[Records drawn from a dataset]
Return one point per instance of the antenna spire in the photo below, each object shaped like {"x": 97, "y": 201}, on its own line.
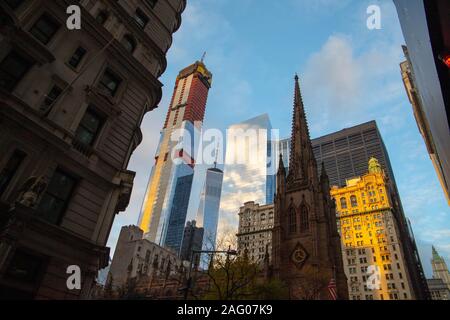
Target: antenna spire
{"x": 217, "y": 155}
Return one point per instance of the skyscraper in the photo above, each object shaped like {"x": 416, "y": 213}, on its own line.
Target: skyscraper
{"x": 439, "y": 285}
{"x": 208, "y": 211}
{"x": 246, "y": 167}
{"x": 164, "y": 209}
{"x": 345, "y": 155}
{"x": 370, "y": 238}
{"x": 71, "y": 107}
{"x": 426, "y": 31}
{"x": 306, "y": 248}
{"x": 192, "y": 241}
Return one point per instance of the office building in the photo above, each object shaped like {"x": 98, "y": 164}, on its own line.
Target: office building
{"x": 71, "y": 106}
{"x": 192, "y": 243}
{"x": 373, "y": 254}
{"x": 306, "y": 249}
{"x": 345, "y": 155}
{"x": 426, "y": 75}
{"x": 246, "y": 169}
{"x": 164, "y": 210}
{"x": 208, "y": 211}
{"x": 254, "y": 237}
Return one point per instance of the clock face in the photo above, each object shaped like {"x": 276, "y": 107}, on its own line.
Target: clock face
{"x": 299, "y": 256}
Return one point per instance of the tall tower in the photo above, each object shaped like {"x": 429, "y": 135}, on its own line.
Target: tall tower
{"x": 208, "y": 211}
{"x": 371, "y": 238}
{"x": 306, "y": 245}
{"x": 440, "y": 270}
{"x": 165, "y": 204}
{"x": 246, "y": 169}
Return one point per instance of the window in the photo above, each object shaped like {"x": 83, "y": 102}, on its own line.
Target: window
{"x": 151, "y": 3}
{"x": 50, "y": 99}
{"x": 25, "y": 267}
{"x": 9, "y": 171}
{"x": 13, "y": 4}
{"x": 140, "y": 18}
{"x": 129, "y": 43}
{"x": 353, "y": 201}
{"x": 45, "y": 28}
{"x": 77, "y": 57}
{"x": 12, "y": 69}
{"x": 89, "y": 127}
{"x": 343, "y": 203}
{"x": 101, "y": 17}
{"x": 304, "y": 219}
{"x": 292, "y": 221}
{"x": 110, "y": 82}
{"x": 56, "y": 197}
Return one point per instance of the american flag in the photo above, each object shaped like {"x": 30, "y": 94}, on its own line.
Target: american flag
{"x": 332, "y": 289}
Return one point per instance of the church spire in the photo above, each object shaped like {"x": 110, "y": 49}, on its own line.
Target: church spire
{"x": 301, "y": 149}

→ Aim of the task:
Give back, exactly as written, the stretch from the line with "Target: skyscraper" through the line with "Return one point per instance of the window", and no other lines from the records above.

→ Result of this task:
Target: skyscraper
{"x": 439, "y": 285}
{"x": 208, "y": 211}
{"x": 246, "y": 167}
{"x": 164, "y": 209}
{"x": 345, "y": 155}
{"x": 370, "y": 238}
{"x": 71, "y": 107}
{"x": 426, "y": 31}
{"x": 306, "y": 248}
{"x": 192, "y": 241}
Return one point per instance of the office building in the photo above, each object shaped like {"x": 98, "y": 164}, on its own line.
Target: office building
{"x": 71, "y": 106}
{"x": 192, "y": 243}
{"x": 373, "y": 254}
{"x": 306, "y": 249}
{"x": 345, "y": 155}
{"x": 426, "y": 75}
{"x": 246, "y": 169}
{"x": 164, "y": 210}
{"x": 208, "y": 211}
{"x": 254, "y": 237}
Return one point per instance of the clock face in the photo above, each object shaped like {"x": 276, "y": 107}, on its own line.
Target: clock face
{"x": 299, "y": 256}
Return one point per instance of the tall tower in the photo above, each object shaped like {"x": 429, "y": 135}, on its own line.
Target: tall tower
{"x": 208, "y": 211}
{"x": 371, "y": 238}
{"x": 306, "y": 245}
{"x": 440, "y": 270}
{"x": 165, "y": 204}
{"x": 246, "y": 169}
Return one point per instance of the window in the photo above, each object shaped like {"x": 83, "y": 102}, on its own line.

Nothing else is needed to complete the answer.